INFORMATION GIVEN:
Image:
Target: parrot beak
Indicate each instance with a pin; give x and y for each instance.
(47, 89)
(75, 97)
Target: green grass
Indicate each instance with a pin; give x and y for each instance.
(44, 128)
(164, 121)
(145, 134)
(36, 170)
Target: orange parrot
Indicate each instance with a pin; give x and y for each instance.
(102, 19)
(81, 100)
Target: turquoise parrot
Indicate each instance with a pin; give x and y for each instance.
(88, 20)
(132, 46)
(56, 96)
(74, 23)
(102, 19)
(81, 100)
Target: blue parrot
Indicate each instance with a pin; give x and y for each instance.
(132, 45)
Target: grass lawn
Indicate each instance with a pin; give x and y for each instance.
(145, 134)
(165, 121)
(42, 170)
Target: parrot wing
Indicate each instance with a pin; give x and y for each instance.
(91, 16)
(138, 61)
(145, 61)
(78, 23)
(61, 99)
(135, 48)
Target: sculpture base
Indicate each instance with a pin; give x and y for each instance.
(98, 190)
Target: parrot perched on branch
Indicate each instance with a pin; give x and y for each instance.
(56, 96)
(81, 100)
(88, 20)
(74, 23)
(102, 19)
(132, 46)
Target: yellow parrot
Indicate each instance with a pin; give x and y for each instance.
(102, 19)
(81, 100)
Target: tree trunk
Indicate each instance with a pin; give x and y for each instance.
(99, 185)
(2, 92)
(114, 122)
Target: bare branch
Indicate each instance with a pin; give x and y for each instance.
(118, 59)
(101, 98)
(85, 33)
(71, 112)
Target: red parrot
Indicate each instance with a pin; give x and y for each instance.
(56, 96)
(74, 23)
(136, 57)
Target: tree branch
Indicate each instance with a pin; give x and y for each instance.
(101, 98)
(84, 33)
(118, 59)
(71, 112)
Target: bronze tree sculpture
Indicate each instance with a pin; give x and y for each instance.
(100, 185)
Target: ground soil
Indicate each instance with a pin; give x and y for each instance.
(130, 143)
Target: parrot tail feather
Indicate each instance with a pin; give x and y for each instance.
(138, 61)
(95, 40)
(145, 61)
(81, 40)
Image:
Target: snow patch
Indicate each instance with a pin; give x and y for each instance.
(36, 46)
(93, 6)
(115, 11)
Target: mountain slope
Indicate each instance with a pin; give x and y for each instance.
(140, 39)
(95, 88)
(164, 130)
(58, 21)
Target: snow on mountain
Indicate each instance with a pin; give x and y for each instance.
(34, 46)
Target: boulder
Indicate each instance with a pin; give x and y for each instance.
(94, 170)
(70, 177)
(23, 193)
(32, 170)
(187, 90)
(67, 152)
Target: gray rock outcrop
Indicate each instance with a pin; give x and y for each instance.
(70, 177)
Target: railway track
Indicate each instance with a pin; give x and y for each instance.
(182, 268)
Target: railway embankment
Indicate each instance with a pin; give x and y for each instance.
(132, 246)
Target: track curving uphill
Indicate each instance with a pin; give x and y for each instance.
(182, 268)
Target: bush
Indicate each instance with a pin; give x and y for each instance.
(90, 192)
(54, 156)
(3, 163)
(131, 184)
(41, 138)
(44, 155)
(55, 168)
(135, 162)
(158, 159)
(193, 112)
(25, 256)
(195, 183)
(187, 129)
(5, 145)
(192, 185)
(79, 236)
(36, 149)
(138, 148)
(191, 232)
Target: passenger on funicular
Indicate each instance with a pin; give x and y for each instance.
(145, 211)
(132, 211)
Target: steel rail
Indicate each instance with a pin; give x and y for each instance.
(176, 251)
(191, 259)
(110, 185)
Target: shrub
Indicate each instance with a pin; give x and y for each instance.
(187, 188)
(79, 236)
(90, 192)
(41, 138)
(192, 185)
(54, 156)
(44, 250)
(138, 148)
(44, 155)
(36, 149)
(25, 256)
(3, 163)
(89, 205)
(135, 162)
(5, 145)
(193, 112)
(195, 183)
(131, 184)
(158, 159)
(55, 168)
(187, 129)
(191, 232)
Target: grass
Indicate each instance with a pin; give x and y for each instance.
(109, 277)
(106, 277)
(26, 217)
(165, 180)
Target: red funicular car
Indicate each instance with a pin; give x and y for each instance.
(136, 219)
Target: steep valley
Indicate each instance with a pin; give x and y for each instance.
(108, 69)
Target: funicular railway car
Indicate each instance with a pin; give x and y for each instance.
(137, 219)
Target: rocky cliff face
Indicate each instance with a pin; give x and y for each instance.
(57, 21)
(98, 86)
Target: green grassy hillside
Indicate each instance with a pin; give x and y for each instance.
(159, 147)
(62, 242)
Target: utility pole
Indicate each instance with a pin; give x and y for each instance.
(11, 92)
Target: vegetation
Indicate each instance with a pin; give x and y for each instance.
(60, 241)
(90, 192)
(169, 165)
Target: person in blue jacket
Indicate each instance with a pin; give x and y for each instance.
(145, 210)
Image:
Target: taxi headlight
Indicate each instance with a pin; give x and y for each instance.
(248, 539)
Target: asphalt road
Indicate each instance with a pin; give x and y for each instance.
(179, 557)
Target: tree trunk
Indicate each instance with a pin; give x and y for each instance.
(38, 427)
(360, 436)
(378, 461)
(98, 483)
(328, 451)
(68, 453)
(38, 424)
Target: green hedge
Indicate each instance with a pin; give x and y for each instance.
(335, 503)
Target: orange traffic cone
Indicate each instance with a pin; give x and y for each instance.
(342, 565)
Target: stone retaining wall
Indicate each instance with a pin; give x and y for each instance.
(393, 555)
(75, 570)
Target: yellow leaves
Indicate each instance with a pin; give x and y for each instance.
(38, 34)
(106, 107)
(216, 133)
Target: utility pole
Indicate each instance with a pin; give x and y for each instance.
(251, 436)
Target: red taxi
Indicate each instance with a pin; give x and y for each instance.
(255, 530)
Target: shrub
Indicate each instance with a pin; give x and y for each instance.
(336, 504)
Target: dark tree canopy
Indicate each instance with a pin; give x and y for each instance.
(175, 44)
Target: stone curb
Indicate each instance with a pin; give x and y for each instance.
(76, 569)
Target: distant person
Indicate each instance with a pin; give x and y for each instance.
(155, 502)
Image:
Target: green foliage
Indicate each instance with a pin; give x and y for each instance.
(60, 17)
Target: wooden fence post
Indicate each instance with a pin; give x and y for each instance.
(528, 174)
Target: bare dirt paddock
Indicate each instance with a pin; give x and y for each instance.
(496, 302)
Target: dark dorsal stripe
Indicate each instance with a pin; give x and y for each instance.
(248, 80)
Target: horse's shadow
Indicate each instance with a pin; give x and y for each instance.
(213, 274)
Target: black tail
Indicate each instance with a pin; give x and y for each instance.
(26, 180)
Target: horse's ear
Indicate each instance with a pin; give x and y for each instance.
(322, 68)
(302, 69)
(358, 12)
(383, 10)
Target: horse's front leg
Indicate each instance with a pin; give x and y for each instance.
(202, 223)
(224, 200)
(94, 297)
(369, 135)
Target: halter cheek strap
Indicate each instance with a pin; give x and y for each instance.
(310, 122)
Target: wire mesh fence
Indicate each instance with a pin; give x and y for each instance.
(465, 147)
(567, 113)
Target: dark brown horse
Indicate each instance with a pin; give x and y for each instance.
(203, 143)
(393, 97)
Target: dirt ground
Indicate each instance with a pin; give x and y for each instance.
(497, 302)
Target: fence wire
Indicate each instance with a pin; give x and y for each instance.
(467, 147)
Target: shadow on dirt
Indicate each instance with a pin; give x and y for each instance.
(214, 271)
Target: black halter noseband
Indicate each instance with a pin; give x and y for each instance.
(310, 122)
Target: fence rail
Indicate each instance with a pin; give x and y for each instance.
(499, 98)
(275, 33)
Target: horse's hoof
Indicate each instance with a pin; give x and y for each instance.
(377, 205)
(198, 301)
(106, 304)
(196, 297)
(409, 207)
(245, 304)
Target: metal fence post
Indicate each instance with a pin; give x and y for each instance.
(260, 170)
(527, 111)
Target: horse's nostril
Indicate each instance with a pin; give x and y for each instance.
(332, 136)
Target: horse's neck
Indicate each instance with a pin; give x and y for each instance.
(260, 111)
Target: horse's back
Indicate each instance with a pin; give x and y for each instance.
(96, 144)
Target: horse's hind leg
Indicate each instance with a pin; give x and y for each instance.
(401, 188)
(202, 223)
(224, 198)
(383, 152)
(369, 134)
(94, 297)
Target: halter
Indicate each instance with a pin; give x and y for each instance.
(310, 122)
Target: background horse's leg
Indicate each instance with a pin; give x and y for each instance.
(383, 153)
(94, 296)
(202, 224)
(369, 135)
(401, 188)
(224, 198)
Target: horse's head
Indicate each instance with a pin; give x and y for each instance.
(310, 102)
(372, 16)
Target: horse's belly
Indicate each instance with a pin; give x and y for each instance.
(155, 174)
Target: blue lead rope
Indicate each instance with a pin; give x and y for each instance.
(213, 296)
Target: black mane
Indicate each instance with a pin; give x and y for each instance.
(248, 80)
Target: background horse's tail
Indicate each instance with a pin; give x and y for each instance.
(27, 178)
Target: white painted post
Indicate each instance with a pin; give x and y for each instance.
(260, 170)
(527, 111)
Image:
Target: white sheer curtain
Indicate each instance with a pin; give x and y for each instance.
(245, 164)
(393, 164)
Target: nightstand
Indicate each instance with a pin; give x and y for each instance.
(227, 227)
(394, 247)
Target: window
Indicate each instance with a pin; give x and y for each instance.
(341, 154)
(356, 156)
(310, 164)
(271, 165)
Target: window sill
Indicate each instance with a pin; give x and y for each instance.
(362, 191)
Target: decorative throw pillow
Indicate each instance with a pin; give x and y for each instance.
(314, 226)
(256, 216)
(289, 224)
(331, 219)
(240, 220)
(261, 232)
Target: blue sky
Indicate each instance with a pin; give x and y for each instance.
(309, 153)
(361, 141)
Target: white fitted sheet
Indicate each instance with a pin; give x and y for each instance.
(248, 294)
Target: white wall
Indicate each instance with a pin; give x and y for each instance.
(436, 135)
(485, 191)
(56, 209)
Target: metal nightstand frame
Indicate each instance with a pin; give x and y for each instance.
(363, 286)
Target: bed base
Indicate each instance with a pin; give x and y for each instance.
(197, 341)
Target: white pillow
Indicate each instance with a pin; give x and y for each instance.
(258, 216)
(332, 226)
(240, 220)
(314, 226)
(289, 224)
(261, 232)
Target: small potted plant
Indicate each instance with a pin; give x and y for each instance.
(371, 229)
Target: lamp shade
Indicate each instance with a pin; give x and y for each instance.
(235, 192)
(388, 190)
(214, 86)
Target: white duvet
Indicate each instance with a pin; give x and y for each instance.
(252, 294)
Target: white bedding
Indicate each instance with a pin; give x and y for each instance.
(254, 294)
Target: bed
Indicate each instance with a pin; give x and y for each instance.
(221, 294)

EXERCISE DIRECTIONS:
Your task is to transcribe the line containing "Target: bed base" and every line after it, through the last line of the data, exactly as written and with nothing more.

IN RESPONSE:
Target: bed base
Indicate each instance with a pin; give x and y for each instance.
(197, 341)
Target: white pillow
Indicate each instance with a pin; give x and y for each instance.
(258, 216)
(332, 226)
(240, 220)
(314, 226)
(289, 224)
(261, 232)
Target: small potted plant
Indicate each instance with a pin; give x and y for each instance.
(371, 229)
Target: lamp shade
Indicate each instance with a pin; give x and y for each instance.
(235, 192)
(388, 190)
(214, 86)
Target: white duvet
Indicate each instance with a pin; give x and y for each instance.
(252, 294)
Target: white bedding
Indicate each instance with a pin; give x and y for each instance.
(254, 294)
Target: bed
Indicate each instance with a pin; give x and y for each instance.
(221, 294)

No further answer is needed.